====== Texto ======

Hegel e os Contratualistas. A elaboração hegeliana deve ser entendida tendo como pano de fundo o que vem antes dela, o que prossegue e contra o que se insurge. Sua teoria política é, de certo ponto de vista, o momento mais alto a que chegou o jusnaturalismo - o movimento teórico-político que engloba Hobbes e Locke, Spinoza e Rousseau, mas também Kant e Fichte -, tradição que modifica radicalmente, subvertendo os seus conceitos, criando novos, construindo um método e uma teoria global sem precedentes.

A teoria contratualista faz do indivíduo o alfa e o ômega da vida social. Toma o Estado como algo derivado, uma criação artificial, produto de um pacto, ação voluntária pela qual os indivíduos abdicam de sua liberdade originária em benefício de um terceiro, dando vida a um corpo político soberano que lhes garanta vida, liberdade e bens. Tarefa precípua do Estado é, então, garantir a liberdade individual e a propriedade privada. Por essa via, entretanto, a teoria contratualista é incapaz de explicar por que o Estado pode exigir do indivíduo o sacrifício da própria vida em benefício da preservação e do desenvolvimento do todo. Ao fazer do interesse particular do indivíduo o conteúdo do Estado, ela está, segundo Hegel, confundindo Estado e sociedade civil. Na verdade, o indivíduo sequer escolhe se participa ou não do Estado - é constituído como tal por ele. A relação entre os dois é, portanto, de outra natureza: substantiva e não formal, efetiva e não optativa. Somente como membro do Estado é que o indivíduo ascende à sua "objetividade, verdade e moralidade".

A inversão hegeliana é completa. "A associação como tal é o verdadeiro conteúdo e o verdadeiro fim, o destino dos indivíduos é viver uma vida universal". O Estado é a totalidade orgânica de um povo, não um agregado, um mecanismo, um somatório de vontades arbitrárias e inessenciais. A força associativa do conjunto, da relação do todo com as partes, se revela precisamente na guerra.

====== Registros armazenados ======

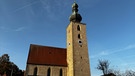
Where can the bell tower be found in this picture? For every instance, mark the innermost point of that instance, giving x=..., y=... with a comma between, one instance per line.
x=77, y=48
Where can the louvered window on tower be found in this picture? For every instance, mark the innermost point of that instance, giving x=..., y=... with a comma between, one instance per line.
x=78, y=28
x=35, y=71
x=79, y=36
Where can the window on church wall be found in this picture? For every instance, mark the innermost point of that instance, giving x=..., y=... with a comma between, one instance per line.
x=35, y=71
x=61, y=72
x=78, y=28
x=49, y=72
x=79, y=36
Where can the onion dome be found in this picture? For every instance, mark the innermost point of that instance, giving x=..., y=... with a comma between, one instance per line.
x=75, y=16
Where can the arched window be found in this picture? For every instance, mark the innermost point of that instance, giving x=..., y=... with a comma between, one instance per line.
x=49, y=72
x=78, y=28
x=35, y=71
x=79, y=36
x=61, y=72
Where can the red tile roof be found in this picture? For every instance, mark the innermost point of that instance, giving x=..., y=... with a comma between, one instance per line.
x=45, y=55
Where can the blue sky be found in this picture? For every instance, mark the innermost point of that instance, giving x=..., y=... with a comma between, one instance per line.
x=110, y=29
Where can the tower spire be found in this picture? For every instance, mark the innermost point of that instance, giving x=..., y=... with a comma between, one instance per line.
x=75, y=16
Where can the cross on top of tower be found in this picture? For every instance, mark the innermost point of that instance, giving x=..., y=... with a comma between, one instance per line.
x=75, y=16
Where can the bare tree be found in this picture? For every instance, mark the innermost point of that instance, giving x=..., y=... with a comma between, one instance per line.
x=103, y=65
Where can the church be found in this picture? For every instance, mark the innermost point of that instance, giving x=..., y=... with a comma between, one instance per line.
x=70, y=61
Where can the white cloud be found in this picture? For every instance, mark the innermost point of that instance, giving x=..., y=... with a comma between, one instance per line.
x=109, y=52
x=7, y=29
x=27, y=5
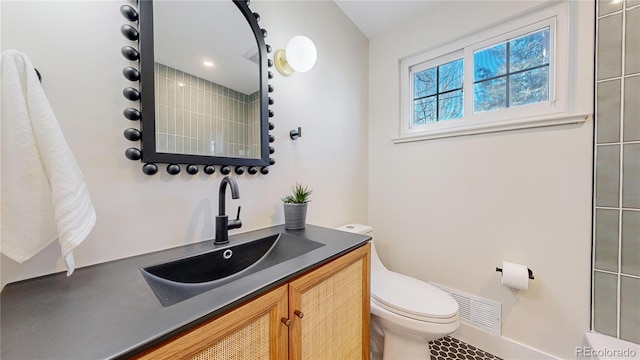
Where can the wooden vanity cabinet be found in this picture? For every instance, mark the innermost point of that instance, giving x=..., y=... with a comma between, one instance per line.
x=323, y=314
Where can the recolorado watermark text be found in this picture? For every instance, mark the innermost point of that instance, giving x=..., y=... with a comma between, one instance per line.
x=589, y=352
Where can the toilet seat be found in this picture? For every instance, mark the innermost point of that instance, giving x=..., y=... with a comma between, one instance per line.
x=412, y=298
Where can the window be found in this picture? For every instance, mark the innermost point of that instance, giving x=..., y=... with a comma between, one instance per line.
x=514, y=75
x=437, y=93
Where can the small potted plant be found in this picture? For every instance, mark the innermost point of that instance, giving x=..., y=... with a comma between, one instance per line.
x=295, y=207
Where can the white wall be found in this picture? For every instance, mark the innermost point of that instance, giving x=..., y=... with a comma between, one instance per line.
x=450, y=210
x=76, y=47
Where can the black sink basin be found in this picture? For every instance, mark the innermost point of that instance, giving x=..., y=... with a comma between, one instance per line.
x=181, y=279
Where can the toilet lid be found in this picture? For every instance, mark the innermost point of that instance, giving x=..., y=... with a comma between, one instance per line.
x=411, y=297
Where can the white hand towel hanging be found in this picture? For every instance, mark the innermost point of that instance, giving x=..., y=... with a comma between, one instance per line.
x=44, y=195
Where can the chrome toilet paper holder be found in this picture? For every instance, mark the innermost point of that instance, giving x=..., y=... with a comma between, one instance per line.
x=529, y=270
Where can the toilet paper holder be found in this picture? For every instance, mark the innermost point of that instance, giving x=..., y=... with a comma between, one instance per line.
x=529, y=270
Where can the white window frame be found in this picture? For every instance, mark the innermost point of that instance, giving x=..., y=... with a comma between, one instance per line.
x=556, y=111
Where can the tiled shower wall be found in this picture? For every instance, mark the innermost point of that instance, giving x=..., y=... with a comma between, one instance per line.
x=616, y=272
x=196, y=116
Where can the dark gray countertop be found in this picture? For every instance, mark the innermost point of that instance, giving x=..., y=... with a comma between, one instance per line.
x=109, y=311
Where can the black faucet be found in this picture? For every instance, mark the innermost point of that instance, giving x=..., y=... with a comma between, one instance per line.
x=223, y=224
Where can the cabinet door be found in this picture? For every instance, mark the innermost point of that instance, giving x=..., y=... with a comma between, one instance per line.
x=329, y=309
x=251, y=331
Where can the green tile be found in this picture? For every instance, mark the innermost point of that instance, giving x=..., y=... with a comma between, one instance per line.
x=609, y=47
x=606, y=242
x=631, y=130
x=608, y=112
x=632, y=42
x=608, y=175
x=630, y=262
x=630, y=309
x=631, y=176
x=605, y=303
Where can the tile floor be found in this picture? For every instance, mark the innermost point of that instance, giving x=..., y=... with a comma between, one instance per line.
x=449, y=348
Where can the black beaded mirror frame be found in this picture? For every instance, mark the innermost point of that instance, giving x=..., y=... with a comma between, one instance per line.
x=145, y=76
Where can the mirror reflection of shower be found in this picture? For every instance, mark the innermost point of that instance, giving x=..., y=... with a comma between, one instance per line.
x=206, y=80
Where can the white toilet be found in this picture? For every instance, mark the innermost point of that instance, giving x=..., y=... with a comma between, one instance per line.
x=406, y=313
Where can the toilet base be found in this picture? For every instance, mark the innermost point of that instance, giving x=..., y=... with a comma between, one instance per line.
x=403, y=347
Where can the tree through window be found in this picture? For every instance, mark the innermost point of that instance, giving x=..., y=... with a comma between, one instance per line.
x=438, y=93
x=513, y=73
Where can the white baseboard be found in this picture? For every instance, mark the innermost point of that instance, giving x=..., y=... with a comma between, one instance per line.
x=498, y=345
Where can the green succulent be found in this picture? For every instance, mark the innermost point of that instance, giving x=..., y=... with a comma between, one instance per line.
x=299, y=195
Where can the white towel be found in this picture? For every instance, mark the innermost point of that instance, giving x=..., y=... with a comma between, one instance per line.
x=44, y=195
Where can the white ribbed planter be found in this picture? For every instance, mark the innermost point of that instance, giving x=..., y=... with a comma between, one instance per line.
x=295, y=216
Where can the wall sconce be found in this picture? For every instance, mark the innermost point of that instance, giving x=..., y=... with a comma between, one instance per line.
x=300, y=55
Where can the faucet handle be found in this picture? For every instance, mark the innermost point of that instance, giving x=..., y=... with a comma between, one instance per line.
x=237, y=223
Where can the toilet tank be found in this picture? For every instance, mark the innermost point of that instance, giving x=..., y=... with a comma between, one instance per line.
x=357, y=228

======

[Objetivos]
1. Resuma em duas frases o texto sobre Hegel e os contratualistas.
2. Escreva a continuação do texto sobre Hegel e os contratualistas, começando depois da última frase apresentada.

[Respostas dos exercícios]
1. O texto apresenta a teoria política de Hegel como o momento mais alto do jusnaturalismo, tradição que ele modifica radicalmente, e expõe sua crítica à teoria contratualista, para a qual o Estado é uma criação artificial, produto de um pacto entre indivíduos, destinada a garantir a liberdade individual e a propriedade privada. Segundo Hegel, essa teoria confunde Estado e sociedade civil, pois o indivíduo é constituído pelo Estado, que é a totalidade orgânica de um povo e cuja força associativa se revela precisamente na guerra.

2.
A questão da história. Característico dos jusnaturalistas é a contraposição da história entre princípios supra-históricos e a própria história. É por isso, diz Hegel, que eles procuram estabelecer como o Estado deveria ser, em vez de tentar compreendê-lo como ele é. As conseqüências são dramáticas. Ao construírem a teoria do contrato, eles pressupõem a existência - lógica ou histórica - de indivíduos livres e vivendo isolados e separados uns dos outros, fora e antes da sociedade e da história. Criam uma ficção. Esta metodologia, que procura apreender formas objetivas da existência histórica por uma via apriorística e abstrata, apenas cristaliza antíteses históricas em antíteses teóricas, sem resolvê-las. Ao tomarem a natureza humana fora de seu desenvolvimento histórico, acabam por opor às manifestações concretas da história dos homens um conjunto de faculdades, uma possibilidade abstrata, um mero dever ser a partir do qual pretendem refazer o estado de coisas existente. Nada mais distante de Hegel, cuja ambição era não elaborar uma filosofia da história, se por esta se entende uma filosofia sobre a história, mas a de construir a filosofia enquanto expressão especulativa da própria história. Tendo, neste sentido, verdadeiro horror a qualquer tentativa de teorizar um ideal de Estado ou um Estado ideal, a partir do qual a realidade pudesse ser medida e "criticada".

Particularidade: propriedade e liberdade. Influenciado pela Revolução Francesa, o jovem Hegel um dia acreditou na possibilidade de restauração da polis grega. Esta ilusão foi abandonada por volta dos trinta anos, a partir da qual Hegel descobre o que considera a marca distintiva da modernidade. Numa interpretação da República platônica, ele recusa-se a analisá-la como uma utopia, um modelo normativo ou um ideal que nada tem a ver com a realidade concreta. Considera A República como a verdade do mundo grego, o sentido para o qual este tendia e teria alcançado, não tivesse sido bloqueado pelo aparecimento da particularidade. A Cidade-Estado não pode suportar o surgimento da propriedade privada e da individualidade.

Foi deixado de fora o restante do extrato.